** THE TASK **
Can you copy out the text below on Hayek and atavism, beginning at the words "The Hayekian Answer" and stopping after "talked about it.", but with "atavism" swapped for "throwback" throughout?

** DOCUMENT EXCERPT **

/---

It may seem that they get upset because they don’t have a very good counterargument: “I don’t know why that’s wrong, but it just is!” The truth is the reverse: the “getting upset” part is actually their counterargument! It’s a deep feeling they have, and they will work hard to make up reasons that seem to justify their Stone Age conception of clan life. It’s not a choice at all, it’s just the way the human mind works.
Ten thousand years is just a blink of an eye in evolutionary terms, given the long human reproductive cycle.
The Hayekian Answer
F.A. Hayek recognized this problem, and thought pretty hard about it. In fact, I had forgotten (until a listener at a talk last year reminded me) that Hayek had even used the biological concept — atavism — when he talked about it.
It should be realized, however, that the ideals of socialism (or of ‘social justice’) which … prove so attractive, do not really offer a new moral but merely appeal to instincts inherited from an earlier type of society. They are an atavism, a vain attempt to impose upon the Open Society the morals of the tribal society which, if it prevails, must not only destroy the Great Society but would also greatly threaten the survival of the large numbers to which some three hundred years of a market order have enabled mankind to grow. (Law, Legislation, and Liberty, vol. 3, p. 304; emphasis here and below added)
At present … an ever increasing part of the population of the Western World grow up as members of large organizations and thus as strangers to those rules of the market which have made the great open society possible. To them the market economy is largely incomprehensible; they have never practised the rules on which it rests, and its results seem to them irrational and immoral.
They often see in it merely an arbitrary structure maintained by some sinister power. In consequence, the long-submerged innate instincts have again surged to the top. Their demand for a just distribution in which organized power is to be used to allocate to each what he deserves, is thus strictly an atavism, based on primordial emotions. And it is these widely prevalent feelings to which prophets, moral philosophers and constructivists appeal by their plan for the deliberate creation of a new type of society. (Law, Legislation, and Liberty, vol. 3, p. 497)
Interestingly, this notion of the different relative rates of change of economic institutions and social institutions also has some strong reflections in Karl Marx. The idea is that economic relations and institutions of commercial society evolve based on their own logic, which is transaction costs and the calculus of profit and loss. There is no reason to expect that human understanding of these changes, or of the function of even the most important institutions, would be able to keep up.
Now, Hayek thought (in my mind, rightly) that commercial society and market institutions were good, where Marx disagreed, but both agreed that humans found that “the market economy is largely incomprehensible.”
So, the next time you find yourself disagreeing with someone about the use of market processes as a means of achieving a decentralized but highly effective order for society, feel free to just shake your head and say, “Whale hips!” At a minimum, the next five minutes will be more interesting.

\---

** Collected data **
/---

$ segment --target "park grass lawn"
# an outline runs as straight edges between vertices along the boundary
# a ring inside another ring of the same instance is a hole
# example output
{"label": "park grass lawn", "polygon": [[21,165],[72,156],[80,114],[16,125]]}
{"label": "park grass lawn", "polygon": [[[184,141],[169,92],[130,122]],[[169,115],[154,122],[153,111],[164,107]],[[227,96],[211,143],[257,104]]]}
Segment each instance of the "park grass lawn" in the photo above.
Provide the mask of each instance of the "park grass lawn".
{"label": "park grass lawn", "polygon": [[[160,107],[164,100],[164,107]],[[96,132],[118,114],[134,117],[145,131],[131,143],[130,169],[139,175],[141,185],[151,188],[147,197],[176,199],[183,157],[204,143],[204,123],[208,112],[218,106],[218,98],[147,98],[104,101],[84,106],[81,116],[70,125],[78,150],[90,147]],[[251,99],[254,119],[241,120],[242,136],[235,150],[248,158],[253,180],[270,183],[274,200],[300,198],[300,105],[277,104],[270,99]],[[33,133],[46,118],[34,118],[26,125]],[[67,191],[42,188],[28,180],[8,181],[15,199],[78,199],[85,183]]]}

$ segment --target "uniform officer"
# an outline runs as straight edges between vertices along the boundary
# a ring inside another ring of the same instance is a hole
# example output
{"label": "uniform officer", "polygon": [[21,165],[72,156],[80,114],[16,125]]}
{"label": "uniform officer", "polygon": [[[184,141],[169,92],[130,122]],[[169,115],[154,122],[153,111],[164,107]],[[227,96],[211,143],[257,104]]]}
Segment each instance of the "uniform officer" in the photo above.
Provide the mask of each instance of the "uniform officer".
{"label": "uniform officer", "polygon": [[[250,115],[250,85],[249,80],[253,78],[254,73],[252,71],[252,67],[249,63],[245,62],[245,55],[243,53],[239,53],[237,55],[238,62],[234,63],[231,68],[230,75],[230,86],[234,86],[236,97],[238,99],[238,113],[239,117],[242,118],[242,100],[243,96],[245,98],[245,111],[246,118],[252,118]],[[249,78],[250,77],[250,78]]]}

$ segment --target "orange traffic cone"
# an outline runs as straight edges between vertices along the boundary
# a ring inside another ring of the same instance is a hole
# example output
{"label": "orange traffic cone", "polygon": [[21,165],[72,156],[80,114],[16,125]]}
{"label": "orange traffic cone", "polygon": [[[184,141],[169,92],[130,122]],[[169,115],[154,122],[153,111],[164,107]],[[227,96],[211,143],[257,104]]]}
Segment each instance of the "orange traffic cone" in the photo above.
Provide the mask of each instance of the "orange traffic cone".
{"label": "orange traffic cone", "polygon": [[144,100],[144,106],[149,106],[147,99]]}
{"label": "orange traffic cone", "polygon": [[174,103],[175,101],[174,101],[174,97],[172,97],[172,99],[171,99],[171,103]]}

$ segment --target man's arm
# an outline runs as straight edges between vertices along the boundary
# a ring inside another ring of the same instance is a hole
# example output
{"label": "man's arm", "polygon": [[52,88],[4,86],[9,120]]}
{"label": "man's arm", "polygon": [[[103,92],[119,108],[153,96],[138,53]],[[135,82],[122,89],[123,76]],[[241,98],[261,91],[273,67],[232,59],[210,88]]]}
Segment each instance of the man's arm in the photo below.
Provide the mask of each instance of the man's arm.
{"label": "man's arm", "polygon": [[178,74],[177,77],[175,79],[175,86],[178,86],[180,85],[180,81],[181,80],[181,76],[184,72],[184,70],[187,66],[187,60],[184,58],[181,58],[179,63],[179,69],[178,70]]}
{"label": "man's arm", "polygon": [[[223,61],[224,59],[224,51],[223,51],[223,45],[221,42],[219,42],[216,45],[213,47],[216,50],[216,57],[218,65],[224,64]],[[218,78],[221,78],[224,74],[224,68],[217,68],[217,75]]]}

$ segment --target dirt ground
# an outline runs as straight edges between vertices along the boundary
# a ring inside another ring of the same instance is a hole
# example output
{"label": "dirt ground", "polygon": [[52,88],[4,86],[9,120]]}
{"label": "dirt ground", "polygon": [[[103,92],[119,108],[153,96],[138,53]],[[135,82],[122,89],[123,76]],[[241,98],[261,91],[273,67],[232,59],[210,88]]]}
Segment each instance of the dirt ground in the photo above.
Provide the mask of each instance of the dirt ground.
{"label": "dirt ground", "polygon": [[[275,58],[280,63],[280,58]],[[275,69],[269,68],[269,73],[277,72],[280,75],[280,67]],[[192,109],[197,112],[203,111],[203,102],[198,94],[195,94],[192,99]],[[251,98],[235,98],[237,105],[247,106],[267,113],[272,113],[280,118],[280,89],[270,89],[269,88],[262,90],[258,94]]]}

\---
/---

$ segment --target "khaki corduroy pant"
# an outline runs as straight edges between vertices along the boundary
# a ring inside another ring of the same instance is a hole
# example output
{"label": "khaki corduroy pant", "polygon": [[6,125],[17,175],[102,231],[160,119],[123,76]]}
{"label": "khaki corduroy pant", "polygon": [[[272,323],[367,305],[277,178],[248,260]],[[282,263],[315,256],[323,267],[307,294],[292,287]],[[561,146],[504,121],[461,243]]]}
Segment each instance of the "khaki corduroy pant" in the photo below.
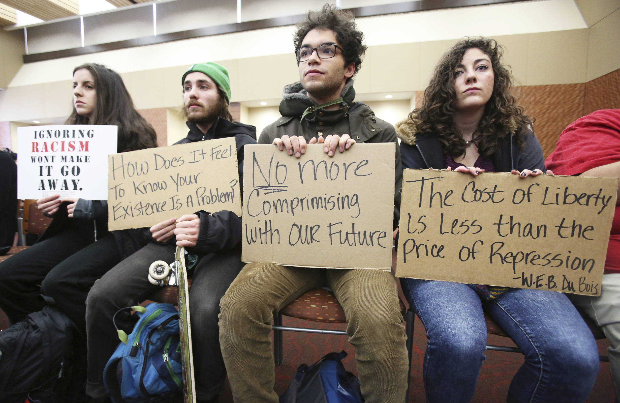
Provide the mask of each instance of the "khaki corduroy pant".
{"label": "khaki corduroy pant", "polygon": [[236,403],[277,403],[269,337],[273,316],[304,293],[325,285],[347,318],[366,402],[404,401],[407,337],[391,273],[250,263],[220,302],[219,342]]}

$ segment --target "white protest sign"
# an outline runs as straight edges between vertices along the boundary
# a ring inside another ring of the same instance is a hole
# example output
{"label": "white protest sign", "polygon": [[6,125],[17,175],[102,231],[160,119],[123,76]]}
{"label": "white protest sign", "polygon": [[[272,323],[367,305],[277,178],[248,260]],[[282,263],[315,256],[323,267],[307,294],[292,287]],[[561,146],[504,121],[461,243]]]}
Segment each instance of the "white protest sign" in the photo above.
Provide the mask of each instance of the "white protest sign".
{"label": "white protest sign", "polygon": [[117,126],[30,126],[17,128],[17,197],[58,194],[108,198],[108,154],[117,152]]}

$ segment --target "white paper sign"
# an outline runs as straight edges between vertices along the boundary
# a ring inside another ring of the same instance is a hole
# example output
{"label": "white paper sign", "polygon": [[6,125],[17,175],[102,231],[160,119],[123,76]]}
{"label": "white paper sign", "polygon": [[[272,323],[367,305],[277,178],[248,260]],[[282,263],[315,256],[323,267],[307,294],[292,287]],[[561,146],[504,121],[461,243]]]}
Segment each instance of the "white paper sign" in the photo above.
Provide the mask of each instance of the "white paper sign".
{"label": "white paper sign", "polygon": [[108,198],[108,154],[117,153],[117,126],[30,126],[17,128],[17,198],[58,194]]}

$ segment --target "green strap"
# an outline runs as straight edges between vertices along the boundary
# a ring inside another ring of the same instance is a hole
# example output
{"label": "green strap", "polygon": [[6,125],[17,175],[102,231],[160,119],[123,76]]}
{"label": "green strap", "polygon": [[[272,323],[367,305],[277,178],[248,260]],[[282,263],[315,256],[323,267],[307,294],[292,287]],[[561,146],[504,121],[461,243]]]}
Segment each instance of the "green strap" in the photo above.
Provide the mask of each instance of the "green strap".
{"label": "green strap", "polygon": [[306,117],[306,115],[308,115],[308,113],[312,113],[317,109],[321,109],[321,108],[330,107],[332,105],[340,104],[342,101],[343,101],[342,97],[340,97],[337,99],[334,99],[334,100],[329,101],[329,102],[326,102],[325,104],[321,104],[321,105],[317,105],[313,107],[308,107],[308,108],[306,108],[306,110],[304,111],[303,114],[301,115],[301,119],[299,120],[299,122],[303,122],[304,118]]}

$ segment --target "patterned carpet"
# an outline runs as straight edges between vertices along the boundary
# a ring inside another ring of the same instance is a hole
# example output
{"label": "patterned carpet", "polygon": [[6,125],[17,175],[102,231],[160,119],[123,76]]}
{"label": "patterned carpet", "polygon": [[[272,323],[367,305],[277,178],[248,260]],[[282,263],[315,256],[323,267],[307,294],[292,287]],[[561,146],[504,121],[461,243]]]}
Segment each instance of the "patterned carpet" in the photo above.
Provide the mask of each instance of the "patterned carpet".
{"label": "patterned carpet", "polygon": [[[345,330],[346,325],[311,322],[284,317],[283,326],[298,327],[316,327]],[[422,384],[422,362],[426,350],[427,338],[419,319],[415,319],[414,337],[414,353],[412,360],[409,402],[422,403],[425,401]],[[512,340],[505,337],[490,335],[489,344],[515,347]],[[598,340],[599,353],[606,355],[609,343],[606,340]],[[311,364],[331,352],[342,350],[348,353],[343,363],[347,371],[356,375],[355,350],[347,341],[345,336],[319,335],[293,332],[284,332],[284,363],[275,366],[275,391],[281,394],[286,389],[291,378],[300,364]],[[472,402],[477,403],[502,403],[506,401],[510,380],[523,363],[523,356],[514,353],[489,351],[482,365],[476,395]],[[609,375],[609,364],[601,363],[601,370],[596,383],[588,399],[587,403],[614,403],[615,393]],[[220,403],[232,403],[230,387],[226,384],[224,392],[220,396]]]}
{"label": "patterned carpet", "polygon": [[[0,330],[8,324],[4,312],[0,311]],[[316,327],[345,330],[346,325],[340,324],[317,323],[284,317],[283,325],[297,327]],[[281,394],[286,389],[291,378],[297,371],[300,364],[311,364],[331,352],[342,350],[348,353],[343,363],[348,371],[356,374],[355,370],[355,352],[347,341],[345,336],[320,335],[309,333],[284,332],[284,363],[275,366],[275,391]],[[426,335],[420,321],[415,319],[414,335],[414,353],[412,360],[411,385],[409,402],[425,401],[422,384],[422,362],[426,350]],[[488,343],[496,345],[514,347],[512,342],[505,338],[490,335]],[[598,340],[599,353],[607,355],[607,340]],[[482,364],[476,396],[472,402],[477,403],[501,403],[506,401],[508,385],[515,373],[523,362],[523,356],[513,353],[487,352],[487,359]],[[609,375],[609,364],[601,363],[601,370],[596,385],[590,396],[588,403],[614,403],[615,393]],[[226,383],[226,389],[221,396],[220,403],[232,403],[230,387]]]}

\---

** REPLY TO THE EXERCISE **
The Hayekian Answer
F.A. Hayek recognized this problem, and thought pretty hard about it. In fact, I had forgotten (until a listener at a talk last year reminded me) that Hayek had even used the biological concept — throwback — when he talked about it.